*Brief*: Copy the stretch of the material from the line containing "outline --target sky" through the line containing "M 982 5 L 988", both lines included, with the requests kept as they are. In the answer outlines only, multiply every coordinate by 0.4 and round to whole numbers, rounding halves up. Leave the requests and their format samples unchanged.
>> begin Extracted records
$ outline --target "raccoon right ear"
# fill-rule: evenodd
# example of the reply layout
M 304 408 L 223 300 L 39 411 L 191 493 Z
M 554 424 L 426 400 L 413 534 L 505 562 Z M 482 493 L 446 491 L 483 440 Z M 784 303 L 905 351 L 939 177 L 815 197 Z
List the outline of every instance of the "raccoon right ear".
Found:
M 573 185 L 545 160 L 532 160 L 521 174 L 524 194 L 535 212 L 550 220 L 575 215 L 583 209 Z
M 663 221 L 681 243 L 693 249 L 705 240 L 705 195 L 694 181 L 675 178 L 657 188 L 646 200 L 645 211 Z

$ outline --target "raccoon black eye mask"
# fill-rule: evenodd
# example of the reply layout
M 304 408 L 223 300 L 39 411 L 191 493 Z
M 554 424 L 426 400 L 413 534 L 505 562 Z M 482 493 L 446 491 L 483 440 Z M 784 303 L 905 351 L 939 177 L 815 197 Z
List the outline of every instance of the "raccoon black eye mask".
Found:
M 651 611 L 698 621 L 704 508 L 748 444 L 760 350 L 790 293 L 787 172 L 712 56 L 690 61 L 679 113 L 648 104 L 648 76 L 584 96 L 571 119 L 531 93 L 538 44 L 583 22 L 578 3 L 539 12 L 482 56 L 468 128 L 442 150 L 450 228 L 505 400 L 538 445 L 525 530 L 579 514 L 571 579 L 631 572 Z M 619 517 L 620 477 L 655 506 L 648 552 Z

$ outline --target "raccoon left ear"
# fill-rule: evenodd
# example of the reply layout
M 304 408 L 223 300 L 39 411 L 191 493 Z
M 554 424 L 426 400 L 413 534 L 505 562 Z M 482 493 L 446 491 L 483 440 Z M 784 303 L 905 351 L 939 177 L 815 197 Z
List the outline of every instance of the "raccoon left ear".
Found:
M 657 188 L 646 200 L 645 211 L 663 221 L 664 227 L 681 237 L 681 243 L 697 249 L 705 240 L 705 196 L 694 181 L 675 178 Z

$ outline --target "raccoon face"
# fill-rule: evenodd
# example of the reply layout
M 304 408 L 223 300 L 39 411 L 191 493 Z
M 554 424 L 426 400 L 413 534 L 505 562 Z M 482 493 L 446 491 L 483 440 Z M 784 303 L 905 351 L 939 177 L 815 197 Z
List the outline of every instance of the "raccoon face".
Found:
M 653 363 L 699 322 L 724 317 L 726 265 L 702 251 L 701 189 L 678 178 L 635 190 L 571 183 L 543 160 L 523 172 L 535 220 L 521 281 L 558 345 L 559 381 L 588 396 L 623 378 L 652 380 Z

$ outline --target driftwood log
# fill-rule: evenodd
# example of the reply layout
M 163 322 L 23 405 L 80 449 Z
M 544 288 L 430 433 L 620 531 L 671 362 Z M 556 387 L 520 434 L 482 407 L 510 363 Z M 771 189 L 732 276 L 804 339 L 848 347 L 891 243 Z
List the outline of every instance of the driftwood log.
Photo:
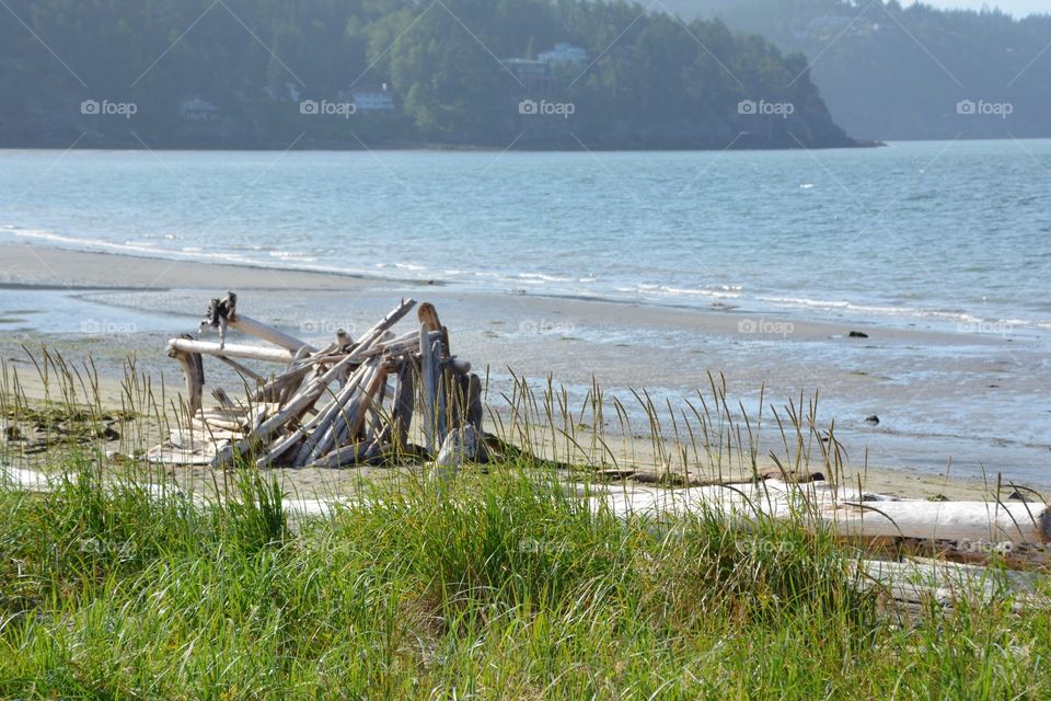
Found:
M 188 335 L 169 342 L 186 378 L 190 415 L 187 429 L 173 434 L 173 446 L 211 438 L 217 468 L 239 457 L 261 468 L 342 468 L 411 451 L 414 433 L 431 456 L 452 429 L 470 426 L 471 436 L 482 435 L 482 382 L 470 363 L 451 355 L 434 304 L 419 306 L 417 329 L 392 331 L 415 307 L 403 299 L 357 341 L 340 330 L 316 348 L 240 313 L 233 292 L 212 299 L 198 334 L 215 330 L 218 342 Z M 230 330 L 263 343 L 228 343 Z M 239 374 L 250 390 L 243 401 L 221 393 L 219 410 L 203 410 L 205 356 Z M 465 441 L 458 455 L 475 459 L 477 443 Z

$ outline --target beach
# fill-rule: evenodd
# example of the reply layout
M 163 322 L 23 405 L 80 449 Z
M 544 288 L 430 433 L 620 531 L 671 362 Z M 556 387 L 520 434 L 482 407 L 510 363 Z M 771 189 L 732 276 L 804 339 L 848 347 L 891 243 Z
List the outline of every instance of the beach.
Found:
M 104 399 L 120 395 L 125 358 L 135 367 L 178 390 L 177 368 L 165 355 L 166 341 L 194 333 L 208 299 L 239 294 L 243 313 L 273 323 L 307 341 L 324 341 L 336 329 L 351 336 L 382 315 L 402 297 L 431 301 L 452 332 L 454 353 L 476 368 L 487 368 L 488 403 L 506 404 L 503 392 L 512 377 L 533 378 L 542 388 L 546 378 L 565 387 L 575 411 L 582 412 L 592 377 L 610 397 L 626 406 L 632 390 L 645 390 L 665 412 L 680 413 L 684 402 L 700 405 L 714 381 L 726 382 L 728 402 L 740 402 L 741 414 L 765 424 L 760 462 L 772 467 L 769 451 L 781 440 L 774 412 L 783 420 L 792 402 L 804 410 L 819 395 L 816 416 L 833 426 L 846 451 L 843 475 L 864 480 L 866 489 L 911 496 L 959 498 L 990 492 L 997 472 L 1004 483 L 1017 481 L 1035 489 L 1043 482 L 1017 463 L 1039 456 L 1042 447 L 1010 443 L 961 429 L 959 436 L 896 433 L 896 405 L 981 401 L 993 388 L 1026 391 L 1024 374 L 1013 371 L 1019 359 L 1010 340 L 995 336 L 886 327 L 844 327 L 824 321 L 743 314 L 734 309 L 704 312 L 670 307 L 612 303 L 540 295 L 493 295 L 458 290 L 404 279 L 366 278 L 294 269 L 203 264 L 151 257 L 65 251 L 22 244 L 0 245 L 2 294 L 8 299 L 3 322 L 5 363 L 34 391 L 33 366 L 21 347 L 46 344 L 67 360 L 91 355 L 101 369 Z M 21 307 L 21 308 L 20 308 Z M 13 320 L 13 321 L 12 321 Z M 867 337 L 851 337 L 851 332 Z M 758 338 L 755 337 L 758 336 Z M 977 359 L 968 357 L 975 344 Z M 1002 354 L 989 365 L 988 356 Z M 952 358 L 956 358 L 955 360 Z M 938 379 L 951 361 L 951 382 Z M 911 365 L 905 365 L 911 364 Z M 925 367 L 926 366 L 926 367 Z M 923 387 L 908 378 L 929 376 Z M 720 377 L 721 376 L 721 377 Z M 967 378 L 960 383 L 960 378 Z M 725 380 L 724 380 L 725 378 Z M 213 382 L 236 379 L 213 375 Z M 904 382 L 903 382 L 904 380 Z M 904 383 L 904 387 L 903 387 Z M 207 391 L 206 386 L 206 391 Z M 38 386 L 35 387 L 41 391 Z M 762 413 L 760 413 L 762 397 Z M 917 397 L 920 399 L 917 399 Z M 735 410 L 737 407 L 735 406 Z M 850 414 L 845 414 L 850 411 Z M 879 424 L 866 421 L 878 415 Z M 666 416 L 666 423 L 667 421 Z M 890 427 L 887 425 L 890 424 Z M 642 414 L 626 425 L 608 422 L 610 435 L 630 437 L 633 456 L 651 461 L 649 430 Z M 666 430 L 662 440 L 673 443 Z M 968 453 L 969 449 L 973 452 Z M 1047 449 L 1043 448 L 1046 451 Z M 984 473 L 974 453 L 990 455 Z M 946 469 L 948 468 L 948 470 Z M 1013 475 L 1014 468 L 1020 474 Z M 355 484 L 360 475 L 305 474 L 288 471 L 297 490 L 335 491 Z

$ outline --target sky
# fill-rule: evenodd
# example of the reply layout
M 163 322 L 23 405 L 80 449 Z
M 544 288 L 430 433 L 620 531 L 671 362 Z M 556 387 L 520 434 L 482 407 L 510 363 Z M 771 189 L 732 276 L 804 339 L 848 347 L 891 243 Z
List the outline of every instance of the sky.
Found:
M 982 5 L 988 4 L 993 8 L 1000 8 L 1004 12 L 1009 12 L 1015 16 L 1025 16 L 1033 12 L 1051 13 L 1051 0 L 923 0 L 925 4 L 932 4 L 936 8 L 963 8 L 967 10 L 981 10 Z M 910 4 L 902 2 L 902 4 Z

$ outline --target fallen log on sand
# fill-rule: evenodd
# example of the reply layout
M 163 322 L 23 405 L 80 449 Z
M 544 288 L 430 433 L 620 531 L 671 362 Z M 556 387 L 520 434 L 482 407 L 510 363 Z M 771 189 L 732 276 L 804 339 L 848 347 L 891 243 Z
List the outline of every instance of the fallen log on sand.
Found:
>> end Extracted records
*Complete answer*:
$ outline --target sky
# fill-rule: evenodd
# example of the reply layout
M 163 322 L 23 405 L 80 449 Z
M 544 288 L 430 433 L 620 531 L 671 362 Z M 556 387 L 520 434 L 482 407 L 510 363 Z M 771 189 L 732 276 L 804 339 L 848 347 L 891 243 Z
List the outline of every instance of the sky.
Found:
M 393 2 L 395 2 L 397 3 L 400 3 L 402 5 L 404 5 L 406 6 L 410 6 L 413 5 L 420 5 L 420 0 L 369 0 L 370 2 L 373 2 L 374 3 L 385 3 L 387 4 L 392 4 Z M 364 2 L 361 1 L 361 2 Z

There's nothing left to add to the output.